#### Passage provided
....

2008-Nov-30 02:29 UTC

head link

[zfs-discuss] Slow death-spiral with zfs gzip-9 compression

Ref relling''s 12:00 post:
My system does not have arcstat or nicstat.  But it is the B2 distribution. 
Would I expect these to be in the final distribution, or where do these come
from?
Thanks.
--Ray
-- 
This message posted from opensolaris.org

Tim

2008-Nov-30 02:42 UTC

head link

[zfs-discuss] Slow death-spiral with zfs gzip-9 compression

On Sat, Nov 29, 2008 at 8:29 PM, Ray Clark <webclark at
rochester.rr.com>wrote:
> Ref relling''s 12:00 post:
> My system does not have arcstat or nicstat.  But it is the B2 distribution.
>  Would I expect these to be in the final distribution, or where do these
> come from?
> Thanks.
> --Ray
> --
>

I don''t believe either are bundled.  Search google for arcstat.pl and
nicstat.pl

--Tim
-------------- next part --------------
An HTML attachment was scrubbed...
URL:
<http://mail.opensolaris.org/pipermail/zfs-discuss/attachments/20081129/28546720/attachment.html>

Jim Mauro

2008-Nov-30 02:43 UTC

head link

[zfs-discuss] Slow death-spiral with zfs gzip-9 compression

For the record, what I said was the on x64, the default size of the UFS
segmap segment, which is the L1 cache for UFS reads and writes, is
64MB. Caches pages will be moved to a cache list in memory if segmap
fills up.

The message I was trying to convey is that the default size of the UFS 
segmap
on x64 (64MB) is generally too small if UFS file IO is a component of your
workload (and 64MB is the default for 64-bit x64).

Check out;
http://www.solarisinternals.com/wiki/index.php/Segmap_tuning

For increasing the size. Note please do NOT use the /etc/system method
of increasing segmapsize on x64 - it will panic your system.

None of this has anything to do with ZFS, which uses a completely different
mechanism for caching (the ZFS ARC).

Thanks,
/jim


> What is what I heard Jim Mauro tell us.  I recall feeling a bit 
> disturbed when I heard it.  If it is true, perhaps it applies only to 
> x86 32 bits, which has obvious memory restrictions.  I recall that he 
> showed this parameter via DTrace. However on my Solaris 10U5 AMD64 
> system I see this limit:
>
> 429293568       maximum memory allowed in buffer cache (bufhwm)
>
> which seems much higher than 64MB.  The "Solaris Tuning And
Tools"
> book says that by default the buffer cache is allowed to grow to 2% of 
> physical memory.
>
> Obtain the value via
>
>    sysdef | grep bufhwm
>
> My 32-bit Belenix system running under VirtualBox with 2GB allocated 
> to the VM reports a value of 41,762,816.
>
> Bob
> =====================================> Bob Friesenhahn
> bfriesen at simple.dallas.tx.us,
http://www.simplesystems.org/users/bfriesen/
> GraphicsMagick Maintainer,    http://www.GraphicsMagick.org/
>
> _______________________________________________
> zfs-discuss mailing list
> zfs-discuss at opensolaris.org
> http://mail.opensolaris.org/mailman/listinfo/zfs-discuss
>

Bob Friesenhahn

2008-Nov-30 02:59 UTC

head link

[zfs-discuss] Slow death-spiral with zfs gzip-9 compression

On Sun, 30 Nov 2008, Ian Collins wrote:
> What did you expect?  A 3GHz Opteron core takes about a minutes to
> attempt to compress a 1GB .mkv file.  So your P3 would probably take
> between 5 and 10 minutes.  Now move that to the kernel and your system
> will crawl.  High gzip compressions are only really feasible on fast
> multi-core systems (the compression is threaded).

....

#### Data shown

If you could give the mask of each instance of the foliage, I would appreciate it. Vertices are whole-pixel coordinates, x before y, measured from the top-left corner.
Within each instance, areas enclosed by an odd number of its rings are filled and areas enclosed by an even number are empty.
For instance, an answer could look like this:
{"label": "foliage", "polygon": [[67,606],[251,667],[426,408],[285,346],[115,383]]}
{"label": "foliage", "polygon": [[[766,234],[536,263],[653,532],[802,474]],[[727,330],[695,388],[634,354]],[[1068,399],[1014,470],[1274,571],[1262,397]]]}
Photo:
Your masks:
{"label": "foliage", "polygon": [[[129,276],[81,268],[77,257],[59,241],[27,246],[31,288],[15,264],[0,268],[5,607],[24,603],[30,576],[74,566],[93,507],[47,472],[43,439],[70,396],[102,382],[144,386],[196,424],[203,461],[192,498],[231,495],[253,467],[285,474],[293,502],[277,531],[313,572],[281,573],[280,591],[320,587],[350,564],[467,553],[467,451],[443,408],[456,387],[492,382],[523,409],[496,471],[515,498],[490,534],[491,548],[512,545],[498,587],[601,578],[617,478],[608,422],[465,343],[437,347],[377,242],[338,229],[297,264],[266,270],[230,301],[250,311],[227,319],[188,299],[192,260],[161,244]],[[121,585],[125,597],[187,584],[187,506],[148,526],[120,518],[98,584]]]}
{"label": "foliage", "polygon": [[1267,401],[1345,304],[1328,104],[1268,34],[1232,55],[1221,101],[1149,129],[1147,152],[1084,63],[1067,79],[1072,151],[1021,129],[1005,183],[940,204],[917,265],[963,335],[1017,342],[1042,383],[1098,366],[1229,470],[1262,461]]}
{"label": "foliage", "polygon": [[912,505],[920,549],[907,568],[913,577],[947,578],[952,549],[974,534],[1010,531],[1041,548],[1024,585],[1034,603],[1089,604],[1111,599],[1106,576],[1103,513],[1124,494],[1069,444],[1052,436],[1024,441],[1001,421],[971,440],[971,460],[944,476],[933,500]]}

....

#### Tasks for this exercise
- A) In the mailing-list thread, why does Jim Mauro say his remarks about the UFS segmap have nothing to do with ZFS? Answer in one to three sentences.
- B) Answer these from the mailing-list thread:
(i) What does Tim suggest searching Google for?
(ii) What bufhwm value does Bob see on his Solaris 10U5 AMD64 system?
(iii) According to Ian Collins, on what kind of systems are high gzip compressions really feasible?
- C) Carry on the mailing-list thread from its last line.
The records stand apart from the mailing-list thread and are separate material.

#### Responses by task
- A) ZFS caches data through a completely different mechanism, the ZFS ARC, rather than the UFS segmap. So the segmap size and its tuning don't bear on ZFS.

- B)
(i) arcstat.pl and nicstat.pl
(ii) 429293568
(iii) Fast multi-core systems

- C)
The gzip manual pages says that the default compression level for gzip 
is -6.  Experimentation will show that the compression ratio does not 
increase much at -9 so it is not worth it when you are short on time 
or CPU.

Bob
=====================================Bob Friesenhahn
bfriesen at simple.dallas.tx.us, http://www.simplesystems.org/users/bfriesen/
GraphicsMagick Maintainer,    http://www.GraphicsMagick.org/

Chris Ridd

2008-Nov-30 08:07 UTC

head link

[zfs-discuss] Slow death-spiral with zfs gzip-9 compression

On 30 Nov 2008, at 02:59, Bob Friesenhahn wrote:
> On Sun, 30 Nov 2008, Ian Collins wrote:
>
>> What did you expect?  A 3GHz Opteron core takes about a minutes to
>> attempt to compress a 1GB .mkv file.  So your P3 would probably take
>> between 5 and 10 minutes.  Now move that to the kernel and your  
>> system
>> will crawl.  High gzip compressions are only really feasible on fast
>> multi-core systems (the compression is threaded).
>
> The gzip manual pages says that the default compression level for gzip
> is -6.  Experimentation will show that the compression ratio does not
> increase much at -9 so it is not worth it when you are short on time
> or CPU.
Would it also help if the blocksize were reduced down from the default  
(128K?) in the filesystem with gzip compression?

It feels like it might - there''d be more (and smaller) blocks being  
compressed, so more chance of other things being able to happen in  
between blocks.

I stress this is a WAG, but it is an easy variable to alter.

Cheers,

Chris

Ian Collins

2008-Nov-30 08:25 UTC

head link

[zfs-discuss] Slow death-spiral with zfs gzip-9 compression

Chris Ridd wrote:> On 30 Nov 2008, at 02:59, Bob Friesenhahn wrote:
>
>   
>> On Sun, 30 Nov 2008, Ian Collins wrote:
>>
>>     
>>> What did you expect?  A 3GHz Opteron core takes about a minutes to
>>> attempt to compress a 1GB .mkv file.  So your P3 would probably
take
>>> between 5 and 10 minutes.  Now move that to the kernel and your  
>>> system
>>> will crawl.  High gzip compressions are only really feasible on
fast
>>> multi-core systems (the compression is threaded).
>>>       
>> The gzip manual pages says that the default compression level for gzip
>> is -6.  Experimentation will show that the compression ratio does not
>> increase much at -9 so it is not worth it when you are short on time
>> or CPU.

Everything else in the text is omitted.